(WORK ITEM) Write out the listing below character for character, though without its pictures.

****************

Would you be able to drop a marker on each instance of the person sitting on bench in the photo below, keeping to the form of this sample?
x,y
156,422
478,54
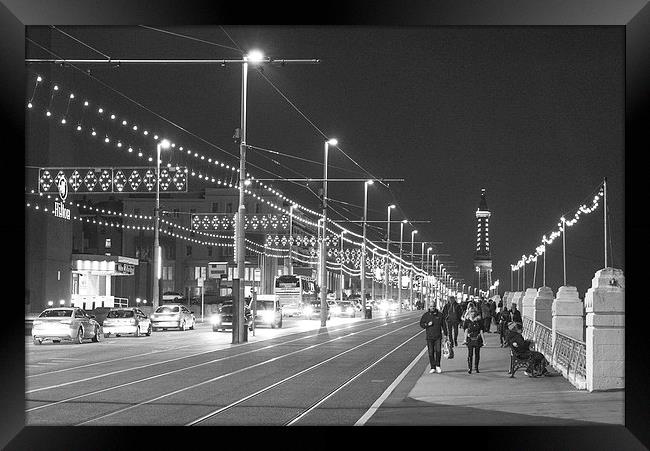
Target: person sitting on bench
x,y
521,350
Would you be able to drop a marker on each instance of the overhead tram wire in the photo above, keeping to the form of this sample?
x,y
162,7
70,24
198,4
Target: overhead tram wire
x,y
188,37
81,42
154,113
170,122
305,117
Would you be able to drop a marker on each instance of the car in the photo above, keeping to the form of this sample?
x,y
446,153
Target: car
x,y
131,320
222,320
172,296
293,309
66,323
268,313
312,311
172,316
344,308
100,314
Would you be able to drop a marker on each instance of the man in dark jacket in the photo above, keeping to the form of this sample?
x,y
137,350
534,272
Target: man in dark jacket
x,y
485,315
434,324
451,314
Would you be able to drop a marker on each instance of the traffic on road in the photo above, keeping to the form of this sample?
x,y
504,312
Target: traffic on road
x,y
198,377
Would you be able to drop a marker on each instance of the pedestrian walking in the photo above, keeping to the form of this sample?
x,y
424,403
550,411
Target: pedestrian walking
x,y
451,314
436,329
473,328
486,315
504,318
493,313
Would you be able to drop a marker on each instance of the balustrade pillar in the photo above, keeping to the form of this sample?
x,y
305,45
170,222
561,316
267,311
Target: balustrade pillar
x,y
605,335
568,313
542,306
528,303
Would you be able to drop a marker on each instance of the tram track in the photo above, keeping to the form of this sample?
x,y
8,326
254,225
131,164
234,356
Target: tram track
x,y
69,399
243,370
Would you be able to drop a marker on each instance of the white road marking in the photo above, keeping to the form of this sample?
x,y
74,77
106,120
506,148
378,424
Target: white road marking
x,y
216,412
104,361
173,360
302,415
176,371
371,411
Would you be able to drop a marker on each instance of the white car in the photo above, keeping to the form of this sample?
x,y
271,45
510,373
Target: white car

****************

(EXERCISE RESPONSE)
Would you be able to drop a marker on each instance of the person sitting on bench in the photo below, keeping to the form of this sample?
x,y
156,422
478,54
Target: person sitting on bench
x,y
521,350
Would you be able to drop a marker on each instance of the overhead tram wire in the photo above, keeping to the form of this sample?
x,y
162,7
70,24
198,4
Target: overhead tram wire
x,y
188,37
81,42
154,113
170,122
305,117
Would you be able to drop a marker on each instance of the car in the photo above, keeping to the form of this sample?
x,y
446,153
Target: car
x,y
131,320
222,320
172,296
293,309
66,323
268,313
312,311
172,316
344,308
100,314
Would you be able to drop a marker on each instance of the man in dark jacket in the photo above, keeping to the form of this sample?
x,y
137,350
534,272
Target: man in dark jacket
x,y
485,315
434,324
451,314
Would you be able to drop a marker on each instance of the traffic on road in the photo above, keeping to the form of this sample?
x,y
504,312
Target: traffic on road
x,y
198,377
Would you be able to drop a marker on each instance of the pedestrian walking in the photo above, keeping to the form of this sample?
x,y
424,403
550,411
Target: pedestrian walking
x,y
451,314
436,329
473,328
486,315
504,318
493,313
Would you be able to drop a marker on each instance of the balustrade pillar in the photo above, keeping to the form of this sample?
x,y
305,45
170,222
561,316
267,311
Target: balustrade pillar
x,y
605,335
568,313
542,306
528,303
Would you be able to drop a marker on each instance of the tram track in the photo above, keeping to the form of this sample?
x,y
8,326
254,225
131,164
234,356
Target: tram track
x,y
69,399
243,370
Would you be able to drop a marker on each instance of the white road marking in the photo above, keeping to the form of this sample?
x,y
74,77
106,120
506,148
378,424
Target: white road marking
x,y
216,412
104,361
173,360
302,415
176,371
371,411
Would you be able to drop a marker on each instance of the white car in the photo above, keeping to the form of this sample?
x,y
271,45
510,373
Target: white car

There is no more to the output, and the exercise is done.